>>

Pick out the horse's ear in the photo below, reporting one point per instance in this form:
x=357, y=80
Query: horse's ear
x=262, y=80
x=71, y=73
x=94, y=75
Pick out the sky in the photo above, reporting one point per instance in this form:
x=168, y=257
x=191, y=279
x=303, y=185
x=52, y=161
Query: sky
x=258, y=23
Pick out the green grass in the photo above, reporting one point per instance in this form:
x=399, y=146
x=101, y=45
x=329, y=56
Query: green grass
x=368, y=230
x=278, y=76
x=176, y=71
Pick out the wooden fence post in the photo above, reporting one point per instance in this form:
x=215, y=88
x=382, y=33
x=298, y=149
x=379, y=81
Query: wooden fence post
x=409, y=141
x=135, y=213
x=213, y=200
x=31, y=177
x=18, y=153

<<

== Exercise brief ==
The records above should be duplicated in full, exactly as given.

== Problem solution ==
Pick out the horse's ear in the photo below, reporting one point per instance in this form:
x=357, y=80
Query: horse's ear
x=262, y=80
x=71, y=73
x=94, y=75
Pick out the sky in the photo above, reporting one point per instance in this form:
x=168, y=257
x=191, y=279
x=303, y=185
x=52, y=161
Query: sky
x=258, y=23
Pick out the green grass in the photo above, reporting one point per instance in this form:
x=399, y=146
x=101, y=45
x=329, y=56
Query: green grass
x=368, y=230
x=278, y=76
x=176, y=71
Pick out the wooden fence post in the photo above, reporting one point per instance in this form:
x=215, y=88
x=382, y=33
x=298, y=149
x=379, y=81
Query: wooden fence post
x=409, y=141
x=135, y=213
x=213, y=200
x=31, y=177
x=18, y=153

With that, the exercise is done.